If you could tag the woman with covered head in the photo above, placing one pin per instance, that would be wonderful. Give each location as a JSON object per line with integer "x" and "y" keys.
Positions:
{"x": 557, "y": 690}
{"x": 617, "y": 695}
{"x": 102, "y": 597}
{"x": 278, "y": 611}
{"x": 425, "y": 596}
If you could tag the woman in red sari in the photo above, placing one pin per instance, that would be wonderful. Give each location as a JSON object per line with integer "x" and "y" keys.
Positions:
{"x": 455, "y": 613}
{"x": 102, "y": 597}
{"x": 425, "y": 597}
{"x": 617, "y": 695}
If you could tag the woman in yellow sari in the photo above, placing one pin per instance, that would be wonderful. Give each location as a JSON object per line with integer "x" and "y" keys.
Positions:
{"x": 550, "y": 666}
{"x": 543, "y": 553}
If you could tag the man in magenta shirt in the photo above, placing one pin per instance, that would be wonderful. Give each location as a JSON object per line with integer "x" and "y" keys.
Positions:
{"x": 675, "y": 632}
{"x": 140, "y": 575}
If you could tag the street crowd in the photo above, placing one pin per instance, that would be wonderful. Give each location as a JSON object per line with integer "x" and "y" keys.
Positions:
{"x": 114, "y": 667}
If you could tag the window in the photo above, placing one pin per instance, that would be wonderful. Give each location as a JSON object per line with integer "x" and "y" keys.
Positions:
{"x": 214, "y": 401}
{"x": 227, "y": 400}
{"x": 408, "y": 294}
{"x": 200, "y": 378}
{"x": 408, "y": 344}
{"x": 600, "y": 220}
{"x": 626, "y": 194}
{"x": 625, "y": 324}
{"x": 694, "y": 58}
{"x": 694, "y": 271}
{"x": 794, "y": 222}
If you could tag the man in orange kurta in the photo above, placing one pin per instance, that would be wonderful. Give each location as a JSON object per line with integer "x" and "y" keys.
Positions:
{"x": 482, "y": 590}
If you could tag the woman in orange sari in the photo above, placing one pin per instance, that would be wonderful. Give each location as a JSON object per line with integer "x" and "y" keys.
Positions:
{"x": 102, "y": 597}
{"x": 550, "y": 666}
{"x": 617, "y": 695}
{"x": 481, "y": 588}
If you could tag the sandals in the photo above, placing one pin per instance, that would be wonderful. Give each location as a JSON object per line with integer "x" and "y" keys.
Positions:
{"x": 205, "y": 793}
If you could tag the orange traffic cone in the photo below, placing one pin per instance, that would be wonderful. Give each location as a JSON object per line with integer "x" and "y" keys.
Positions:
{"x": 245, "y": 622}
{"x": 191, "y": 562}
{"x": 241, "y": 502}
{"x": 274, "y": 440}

○ ○ ○ ○ ○ ○ ○

**Activity**
In the listing above, the lines from the one containing "If you could tag the man in orange" through the one containing "If you could tag the woman in orange" must be set down exactly, with no other lines.

**Written response**
If you could tag the man in orange kurta in the photo above, placing one pin per instance, that would be wonderful. Give each location as a JSON object per line with integer "x" and "y" keys.
Positions:
{"x": 482, "y": 590}
If you could tag the woman in orange sari in the photo above, placing one pin per instance, that would be wonderful. Give each location as a JSON object per line with integer "x" and "y" keys.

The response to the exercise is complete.